From the data that follows, copy every line with the string "skin".
───
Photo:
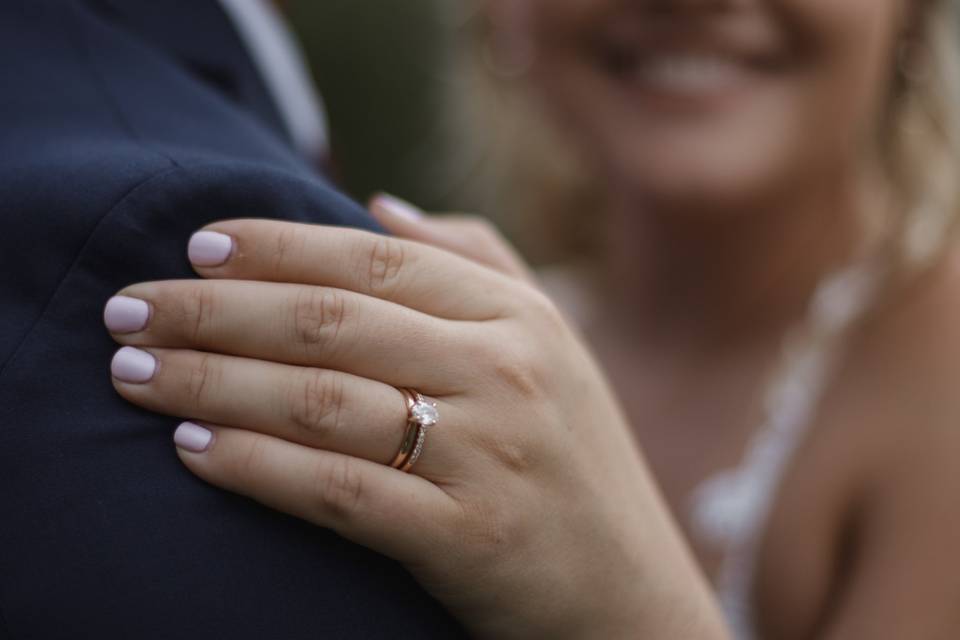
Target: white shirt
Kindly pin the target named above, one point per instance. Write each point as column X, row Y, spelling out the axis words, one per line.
column 277, row 57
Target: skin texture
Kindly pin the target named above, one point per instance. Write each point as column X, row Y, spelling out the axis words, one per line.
column 300, row 370
column 531, row 513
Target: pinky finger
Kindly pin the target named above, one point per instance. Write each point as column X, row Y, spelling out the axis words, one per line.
column 368, row 503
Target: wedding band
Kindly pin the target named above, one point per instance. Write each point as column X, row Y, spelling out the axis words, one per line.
column 410, row 436
column 421, row 415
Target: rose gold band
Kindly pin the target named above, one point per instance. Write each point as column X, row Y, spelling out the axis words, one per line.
column 410, row 436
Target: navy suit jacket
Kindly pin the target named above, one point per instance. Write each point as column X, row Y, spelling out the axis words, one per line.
column 124, row 126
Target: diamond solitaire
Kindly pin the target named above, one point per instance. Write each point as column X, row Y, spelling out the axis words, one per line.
column 424, row 413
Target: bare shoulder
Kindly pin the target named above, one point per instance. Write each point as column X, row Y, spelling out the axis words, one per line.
column 870, row 500
column 903, row 384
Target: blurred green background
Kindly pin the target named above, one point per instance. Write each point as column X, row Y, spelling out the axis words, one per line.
column 383, row 68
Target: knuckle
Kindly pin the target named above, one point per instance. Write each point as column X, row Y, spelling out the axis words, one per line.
column 520, row 371
column 490, row 532
column 319, row 316
column 545, row 314
column 251, row 463
column 199, row 307
column 480, row 228
column 287, row 247
column 201, row 381
column 339, row 488
column 317, row 404
column 386, row 260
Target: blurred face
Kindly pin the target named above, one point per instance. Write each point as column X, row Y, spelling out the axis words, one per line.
column 713, row 101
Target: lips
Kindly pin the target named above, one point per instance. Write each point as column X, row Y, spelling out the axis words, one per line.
column 687, row 59
column 688, row 73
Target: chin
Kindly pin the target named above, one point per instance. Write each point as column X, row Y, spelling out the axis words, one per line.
column 703, row 177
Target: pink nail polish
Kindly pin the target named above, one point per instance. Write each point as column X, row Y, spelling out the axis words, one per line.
column 399, row 208
column 126, row 315
column 192, row 437
column 209, row 248
column 133, row 366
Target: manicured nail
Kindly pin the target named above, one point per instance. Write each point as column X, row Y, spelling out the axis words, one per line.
column 133, row 366
column 209, row 248
column 126, row 315
column 396, row 207
column 192, row 437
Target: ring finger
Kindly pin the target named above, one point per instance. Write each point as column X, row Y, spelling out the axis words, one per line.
column 319, row 408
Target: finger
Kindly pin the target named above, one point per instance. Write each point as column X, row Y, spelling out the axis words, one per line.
column 469, row 236
column 412, row 274
column 296, row 324
column 376, row 506
column 318, row 408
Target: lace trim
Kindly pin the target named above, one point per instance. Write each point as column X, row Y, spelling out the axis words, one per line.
column 729, row 509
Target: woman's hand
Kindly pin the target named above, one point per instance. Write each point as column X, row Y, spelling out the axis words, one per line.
column 530, row 512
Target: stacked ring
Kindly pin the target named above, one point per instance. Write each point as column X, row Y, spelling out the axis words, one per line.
column 421, row 415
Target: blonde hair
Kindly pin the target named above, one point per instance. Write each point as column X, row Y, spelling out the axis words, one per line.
column 528, row 178
column 921, row 145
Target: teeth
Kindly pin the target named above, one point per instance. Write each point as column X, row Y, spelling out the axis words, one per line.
column 689, row 73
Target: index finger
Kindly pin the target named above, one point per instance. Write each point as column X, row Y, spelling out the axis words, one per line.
column 415, row 275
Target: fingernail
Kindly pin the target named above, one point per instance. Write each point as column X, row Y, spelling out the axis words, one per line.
column 133, row 365
column 209, row 248
column 394, row 206
column 126, row 315
column 192, row 437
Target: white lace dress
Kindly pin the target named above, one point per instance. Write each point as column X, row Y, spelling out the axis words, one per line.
column 729, row 510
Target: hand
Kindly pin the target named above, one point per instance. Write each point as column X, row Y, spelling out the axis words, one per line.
column 530, row 512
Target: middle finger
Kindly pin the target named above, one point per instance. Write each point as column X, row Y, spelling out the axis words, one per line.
column 293, row 324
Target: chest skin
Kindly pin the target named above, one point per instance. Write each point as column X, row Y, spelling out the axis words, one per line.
column 696, row 425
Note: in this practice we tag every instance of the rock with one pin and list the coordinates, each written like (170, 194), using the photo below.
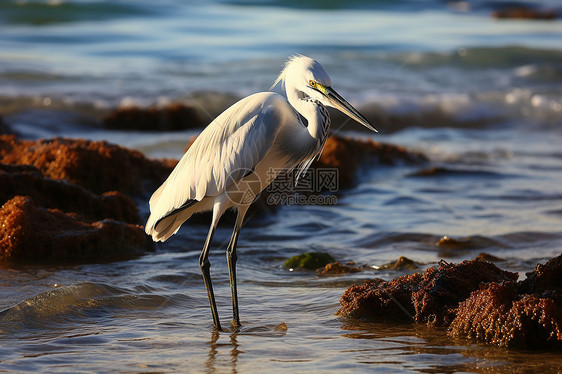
(60, 204)
(403, 263)
(498, 315)
(488, 257)
(34, 234)
(430, 297)
(4, 128)
(310, 260)
(173, 117)
(95, 165)
(70, 198)
(475, 299)
(335, 268)
(347, 155)
(525, 12)
(545, 278)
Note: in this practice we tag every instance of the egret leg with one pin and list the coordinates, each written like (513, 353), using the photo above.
(231, 258)
(205, 267)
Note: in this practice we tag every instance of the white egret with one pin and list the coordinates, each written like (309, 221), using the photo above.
(241, 152)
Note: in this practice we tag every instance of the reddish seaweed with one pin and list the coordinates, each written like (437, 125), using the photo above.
(475, 299)
(32, 233)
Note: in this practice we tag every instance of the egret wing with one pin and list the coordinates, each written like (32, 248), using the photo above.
(233, 144)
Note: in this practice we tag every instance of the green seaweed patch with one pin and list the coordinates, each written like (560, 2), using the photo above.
(403, 263)
(310, 260)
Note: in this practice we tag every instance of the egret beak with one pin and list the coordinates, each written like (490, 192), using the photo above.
(338, 102)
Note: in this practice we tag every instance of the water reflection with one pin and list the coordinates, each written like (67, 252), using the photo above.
(214, 347)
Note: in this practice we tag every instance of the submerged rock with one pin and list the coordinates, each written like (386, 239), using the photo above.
(525, 12)
(475, 299)
(335, 268)
(173, 117)
(526, 314)
(35, 234)
(430, 297)
(95, 165)
(310, 260)
(401, 264)
(347, 155)
(60, 201)
(26, 180)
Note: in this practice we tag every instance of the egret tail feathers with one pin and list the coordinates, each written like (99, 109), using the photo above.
(162, 227)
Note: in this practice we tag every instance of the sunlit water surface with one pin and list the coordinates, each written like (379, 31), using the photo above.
(480, 97)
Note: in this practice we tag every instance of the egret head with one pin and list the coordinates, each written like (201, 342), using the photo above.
(305, 77)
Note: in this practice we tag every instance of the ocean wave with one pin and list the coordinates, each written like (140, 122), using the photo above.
(75, 302)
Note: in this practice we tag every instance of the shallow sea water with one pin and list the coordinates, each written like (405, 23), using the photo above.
(480, 97)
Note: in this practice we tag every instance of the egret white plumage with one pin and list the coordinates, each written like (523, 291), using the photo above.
(239, 153)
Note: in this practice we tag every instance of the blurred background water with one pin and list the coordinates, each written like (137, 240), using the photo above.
(482, 97)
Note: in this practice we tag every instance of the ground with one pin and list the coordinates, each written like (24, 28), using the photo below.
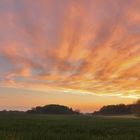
(52, 127)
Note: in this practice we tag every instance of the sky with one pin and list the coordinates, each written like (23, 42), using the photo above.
(80, 53)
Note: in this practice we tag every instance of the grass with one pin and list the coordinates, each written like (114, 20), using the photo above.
(44, 127)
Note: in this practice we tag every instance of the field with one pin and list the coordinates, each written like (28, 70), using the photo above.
(43, 127)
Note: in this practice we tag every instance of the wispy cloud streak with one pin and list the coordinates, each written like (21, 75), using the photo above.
(85, 45)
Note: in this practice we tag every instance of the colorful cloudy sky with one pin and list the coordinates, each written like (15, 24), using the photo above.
(81, 53)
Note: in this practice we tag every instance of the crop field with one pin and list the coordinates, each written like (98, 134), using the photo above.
(54, 127)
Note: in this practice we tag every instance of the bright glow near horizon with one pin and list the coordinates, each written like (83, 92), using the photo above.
(82, 53)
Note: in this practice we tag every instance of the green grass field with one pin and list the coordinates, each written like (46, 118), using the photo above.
(43, 127)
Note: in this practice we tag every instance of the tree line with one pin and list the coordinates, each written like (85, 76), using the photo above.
(120, 109)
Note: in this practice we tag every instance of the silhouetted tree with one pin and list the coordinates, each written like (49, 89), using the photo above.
(52, 109)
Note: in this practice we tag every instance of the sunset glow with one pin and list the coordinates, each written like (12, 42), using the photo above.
(82, 53)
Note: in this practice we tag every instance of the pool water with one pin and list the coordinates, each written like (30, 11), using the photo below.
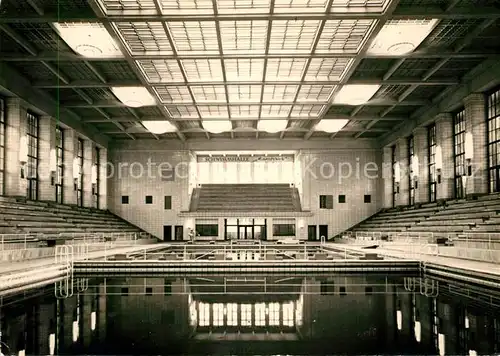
(252, 315)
───
**Exercise result**
Target: skin texture
Target: chest skin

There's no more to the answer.